-- Start --

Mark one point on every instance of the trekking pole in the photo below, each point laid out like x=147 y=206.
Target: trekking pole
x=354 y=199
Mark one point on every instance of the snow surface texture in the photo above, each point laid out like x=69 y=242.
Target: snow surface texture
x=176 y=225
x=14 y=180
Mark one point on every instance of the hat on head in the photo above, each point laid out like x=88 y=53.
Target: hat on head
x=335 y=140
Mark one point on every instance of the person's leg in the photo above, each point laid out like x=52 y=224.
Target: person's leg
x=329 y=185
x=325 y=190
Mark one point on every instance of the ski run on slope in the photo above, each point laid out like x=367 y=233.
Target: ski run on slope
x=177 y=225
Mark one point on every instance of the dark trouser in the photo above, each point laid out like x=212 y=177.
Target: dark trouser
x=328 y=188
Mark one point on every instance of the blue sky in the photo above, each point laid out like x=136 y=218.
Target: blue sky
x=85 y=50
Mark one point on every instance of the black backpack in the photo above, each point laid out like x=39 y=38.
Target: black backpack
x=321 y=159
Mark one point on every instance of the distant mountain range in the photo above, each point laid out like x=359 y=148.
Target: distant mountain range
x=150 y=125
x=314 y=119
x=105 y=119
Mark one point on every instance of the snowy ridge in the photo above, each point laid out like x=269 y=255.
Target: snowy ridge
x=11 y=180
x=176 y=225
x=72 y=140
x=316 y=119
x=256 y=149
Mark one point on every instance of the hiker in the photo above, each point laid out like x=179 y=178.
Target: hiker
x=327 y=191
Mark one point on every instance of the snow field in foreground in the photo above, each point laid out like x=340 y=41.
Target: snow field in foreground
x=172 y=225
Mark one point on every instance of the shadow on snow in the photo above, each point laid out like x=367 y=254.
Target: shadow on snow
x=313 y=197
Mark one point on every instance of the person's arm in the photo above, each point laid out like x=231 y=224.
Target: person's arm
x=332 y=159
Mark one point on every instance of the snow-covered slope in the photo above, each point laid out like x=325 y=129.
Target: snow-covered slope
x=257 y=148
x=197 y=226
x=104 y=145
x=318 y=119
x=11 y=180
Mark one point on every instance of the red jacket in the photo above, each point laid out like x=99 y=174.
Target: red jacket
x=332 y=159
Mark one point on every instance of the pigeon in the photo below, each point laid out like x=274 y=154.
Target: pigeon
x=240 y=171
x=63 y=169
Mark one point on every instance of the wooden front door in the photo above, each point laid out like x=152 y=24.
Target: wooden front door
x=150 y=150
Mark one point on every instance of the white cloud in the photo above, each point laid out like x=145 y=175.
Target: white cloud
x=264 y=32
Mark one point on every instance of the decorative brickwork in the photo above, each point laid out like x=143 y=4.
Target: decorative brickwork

-- End --
-- Start --

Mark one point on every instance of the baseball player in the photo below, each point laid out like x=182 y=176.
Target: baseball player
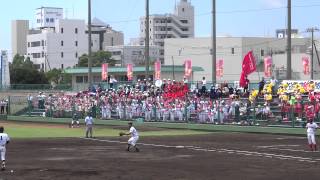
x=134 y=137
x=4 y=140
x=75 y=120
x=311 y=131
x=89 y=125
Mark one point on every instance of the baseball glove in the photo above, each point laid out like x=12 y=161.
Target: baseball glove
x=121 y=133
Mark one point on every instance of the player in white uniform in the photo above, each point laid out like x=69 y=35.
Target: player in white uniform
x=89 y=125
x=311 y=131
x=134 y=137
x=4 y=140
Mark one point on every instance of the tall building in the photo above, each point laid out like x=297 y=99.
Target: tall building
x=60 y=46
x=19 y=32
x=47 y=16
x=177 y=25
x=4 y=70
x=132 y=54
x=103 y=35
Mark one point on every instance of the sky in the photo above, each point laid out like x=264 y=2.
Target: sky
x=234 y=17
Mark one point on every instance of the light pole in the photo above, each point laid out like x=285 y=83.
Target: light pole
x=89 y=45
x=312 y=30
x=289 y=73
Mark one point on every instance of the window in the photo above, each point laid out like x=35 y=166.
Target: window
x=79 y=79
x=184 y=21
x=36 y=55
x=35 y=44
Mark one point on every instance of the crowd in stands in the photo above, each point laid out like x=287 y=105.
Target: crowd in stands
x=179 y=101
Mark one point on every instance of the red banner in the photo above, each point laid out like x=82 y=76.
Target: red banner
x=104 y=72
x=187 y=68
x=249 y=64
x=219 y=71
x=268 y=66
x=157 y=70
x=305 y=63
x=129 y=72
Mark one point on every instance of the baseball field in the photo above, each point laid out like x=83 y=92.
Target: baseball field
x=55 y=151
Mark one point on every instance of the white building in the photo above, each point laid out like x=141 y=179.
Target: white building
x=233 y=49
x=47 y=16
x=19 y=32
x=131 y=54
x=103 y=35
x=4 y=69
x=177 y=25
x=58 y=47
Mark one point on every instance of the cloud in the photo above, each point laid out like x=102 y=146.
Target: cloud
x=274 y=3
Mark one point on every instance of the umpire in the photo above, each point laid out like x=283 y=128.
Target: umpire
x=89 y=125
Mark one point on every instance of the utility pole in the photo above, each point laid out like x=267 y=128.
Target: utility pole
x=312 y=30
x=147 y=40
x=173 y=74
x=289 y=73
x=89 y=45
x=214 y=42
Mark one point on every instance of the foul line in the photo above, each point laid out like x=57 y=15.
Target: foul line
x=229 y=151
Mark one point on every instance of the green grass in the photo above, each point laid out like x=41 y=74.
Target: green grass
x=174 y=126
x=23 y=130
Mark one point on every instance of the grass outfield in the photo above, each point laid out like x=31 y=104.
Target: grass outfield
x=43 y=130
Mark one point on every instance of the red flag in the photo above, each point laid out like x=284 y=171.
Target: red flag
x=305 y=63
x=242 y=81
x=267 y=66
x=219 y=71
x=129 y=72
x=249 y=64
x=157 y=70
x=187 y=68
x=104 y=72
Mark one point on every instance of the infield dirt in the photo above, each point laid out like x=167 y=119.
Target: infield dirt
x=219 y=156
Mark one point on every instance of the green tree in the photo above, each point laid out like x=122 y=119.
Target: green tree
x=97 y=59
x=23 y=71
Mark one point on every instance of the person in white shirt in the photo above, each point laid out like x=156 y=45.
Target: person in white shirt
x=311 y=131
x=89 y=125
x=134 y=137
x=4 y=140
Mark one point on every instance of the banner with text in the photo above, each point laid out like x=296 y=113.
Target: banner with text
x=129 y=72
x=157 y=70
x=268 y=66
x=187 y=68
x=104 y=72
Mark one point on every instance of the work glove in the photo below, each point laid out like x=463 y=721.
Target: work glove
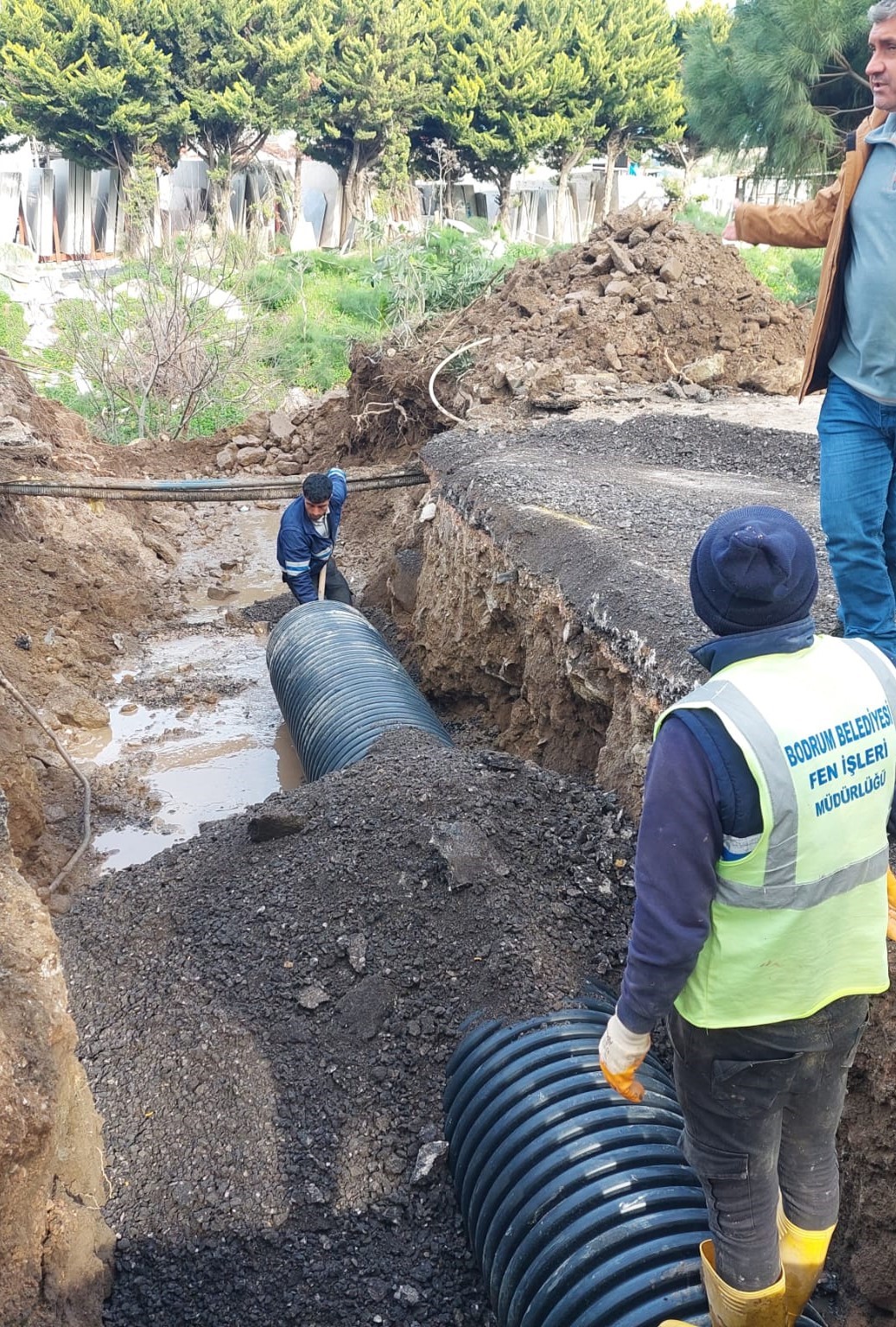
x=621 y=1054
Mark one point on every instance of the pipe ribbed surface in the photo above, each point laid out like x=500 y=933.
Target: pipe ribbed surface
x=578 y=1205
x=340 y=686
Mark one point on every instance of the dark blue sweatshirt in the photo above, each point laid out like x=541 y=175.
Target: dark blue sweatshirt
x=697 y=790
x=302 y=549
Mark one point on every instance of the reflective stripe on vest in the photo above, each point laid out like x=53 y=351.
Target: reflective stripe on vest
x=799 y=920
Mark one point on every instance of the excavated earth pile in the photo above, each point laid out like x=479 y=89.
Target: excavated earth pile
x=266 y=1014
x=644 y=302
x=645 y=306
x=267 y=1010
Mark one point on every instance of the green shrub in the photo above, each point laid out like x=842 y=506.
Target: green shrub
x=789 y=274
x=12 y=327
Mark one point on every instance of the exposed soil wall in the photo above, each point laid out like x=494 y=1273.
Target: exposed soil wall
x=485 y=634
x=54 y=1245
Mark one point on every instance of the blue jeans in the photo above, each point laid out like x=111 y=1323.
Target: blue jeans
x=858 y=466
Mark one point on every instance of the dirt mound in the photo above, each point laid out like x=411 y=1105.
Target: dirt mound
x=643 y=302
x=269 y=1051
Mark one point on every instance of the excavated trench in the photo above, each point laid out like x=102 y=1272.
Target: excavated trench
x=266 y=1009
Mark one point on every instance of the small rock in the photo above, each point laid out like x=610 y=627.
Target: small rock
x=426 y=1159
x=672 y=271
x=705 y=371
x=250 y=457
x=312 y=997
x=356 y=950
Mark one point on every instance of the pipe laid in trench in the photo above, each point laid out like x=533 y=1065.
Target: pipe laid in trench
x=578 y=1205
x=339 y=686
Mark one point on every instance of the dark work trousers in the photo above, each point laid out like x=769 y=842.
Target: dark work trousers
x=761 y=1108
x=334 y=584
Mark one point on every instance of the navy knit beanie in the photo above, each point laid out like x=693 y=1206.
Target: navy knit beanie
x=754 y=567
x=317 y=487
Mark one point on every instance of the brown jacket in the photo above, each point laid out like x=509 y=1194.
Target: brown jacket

-- End --

Retype the records from the line with "Mark one point on every instance of the small" to the line with "Target: brown jacket", both of those lines included, keeping every line the same.

Mark one point on every instance of the small rock in the photo above, each point laid out like x=610 y=627.
Target: small rock
x=426 y=1159
x=672 y=271
x=705 y=371
x=250 y=457
x=312 y=997
x=356 y=950
Mark one point on every instance of the pipe laid in trench in the photo above, each point laid out like x=533 y=1065.
Target: pipe laid in trench
x=578 y=1205
x=339 y=686
Mark one point on every instance of the dark work trousers in the photo above, each point laid out like x=769 y=842.
Target: dark work trousers
x=761 y=1108
x=334 y=584
Mark one point on every instance of the navy knit beanie in the photo above, each point laid out like x=693 y=1206.
Target: navy knit beanie
x=754 y=567
x=317 y=487
Mark one point on every instance of the brown jacket in the photo above, each point laid out like x=509 y=1194.
Target: brown jacket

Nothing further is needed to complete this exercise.